══ DOCUMENT EXTRACT ══

It may very well be that the rural small churches will be closing their doors. That’s sad to think about. But the challenge is for Christ followers to adapt. It may be part of the natural life cycle of an organism such as the church to have it’s “days in the sun” followed by the gloominess of decline. But the gospel lives on.

For the past three months I have been preaching in just such a church as described in this post. The challenge for me is to motivate those in the fall and winter of their lives to be interested in the springtime of planting gospel seeds. Once in a thriving agricultural community, the church now finds itself amid a diminished local populace. Many of these members have not the energy to go door-knocking. But I believe that God is not near finished with them. It may be that we will establish a prayer ministry. Such is easily within the reach of those whose mobility and stamina are in short supply.

Spiritual entropy is no respecter of persons. It is a problem even in the most thriving churches one may know. It is an individual spiritual issue, but becomes a corporate church issue as it gains a foothold among increasing numbers of members. For whatever reasons our rural churches are declining, let us pray for them as we also pray for wisdom and creativity in getting the gospel to those who have left its roots back home. The fields are still white unto harvest.

Thank you, Dr, Harrell. I appreciate you and your ministry.


    “It may be that we will establish a prayer ministry.”

    Do it! SBC’s greatest need in this desperate hour is for a spirit of prayer – genuine intercession – to flow through its churches.

═══
══ EXTRACTED DATA ══

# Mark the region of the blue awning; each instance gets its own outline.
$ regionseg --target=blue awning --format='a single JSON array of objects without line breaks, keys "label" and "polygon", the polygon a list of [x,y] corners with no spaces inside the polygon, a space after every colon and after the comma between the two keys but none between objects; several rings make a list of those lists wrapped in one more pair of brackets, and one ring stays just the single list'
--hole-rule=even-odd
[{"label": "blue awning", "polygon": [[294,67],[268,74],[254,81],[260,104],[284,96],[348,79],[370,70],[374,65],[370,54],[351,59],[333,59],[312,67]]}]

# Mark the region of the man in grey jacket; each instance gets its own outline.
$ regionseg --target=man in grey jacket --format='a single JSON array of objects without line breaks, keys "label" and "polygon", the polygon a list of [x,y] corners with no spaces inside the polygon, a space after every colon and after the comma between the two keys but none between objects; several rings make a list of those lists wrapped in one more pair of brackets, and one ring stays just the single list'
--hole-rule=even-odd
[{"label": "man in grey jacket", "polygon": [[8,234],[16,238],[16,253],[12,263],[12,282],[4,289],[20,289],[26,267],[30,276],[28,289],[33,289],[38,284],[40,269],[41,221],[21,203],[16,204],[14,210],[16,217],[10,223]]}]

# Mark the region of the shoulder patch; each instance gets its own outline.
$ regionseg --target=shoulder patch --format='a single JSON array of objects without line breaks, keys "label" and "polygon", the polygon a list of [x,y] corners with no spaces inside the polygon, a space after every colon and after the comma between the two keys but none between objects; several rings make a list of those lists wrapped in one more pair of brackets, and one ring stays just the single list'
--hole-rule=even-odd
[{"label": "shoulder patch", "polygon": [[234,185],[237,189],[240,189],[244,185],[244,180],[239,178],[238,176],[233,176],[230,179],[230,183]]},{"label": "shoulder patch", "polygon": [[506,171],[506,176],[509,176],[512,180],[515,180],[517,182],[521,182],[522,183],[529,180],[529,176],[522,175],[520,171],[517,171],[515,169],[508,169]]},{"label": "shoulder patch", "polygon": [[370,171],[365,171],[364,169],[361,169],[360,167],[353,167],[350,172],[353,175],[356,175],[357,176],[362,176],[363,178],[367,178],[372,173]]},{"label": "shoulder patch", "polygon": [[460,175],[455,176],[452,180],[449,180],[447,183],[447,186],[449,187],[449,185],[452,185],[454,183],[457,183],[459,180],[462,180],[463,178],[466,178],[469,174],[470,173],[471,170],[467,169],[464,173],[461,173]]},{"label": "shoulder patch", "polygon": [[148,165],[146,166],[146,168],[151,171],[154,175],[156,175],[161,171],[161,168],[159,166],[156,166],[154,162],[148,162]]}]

═══

§ TASK DIRECTIONS
Write out the piece on declining rural churches word for word, starting at "For the past" and ending at "in short supply.".

§ COMPLETED EXERCISE
For the past three months I have been preaching in just such a church as described in this post. The challenge for me is to motivate those in the fall and winter of their lives to be interested in the springtime of planting gospel seeds. Once in a thriving agricultural community, the church now finds itself amid a diminished local populace. Many of these members have not the energy to go door-knocking. But I believe that God is not near finished with them. It may be that we will establish a prayer ministry. Such is easily within the reach of those whose mobility and stamina are in short supply.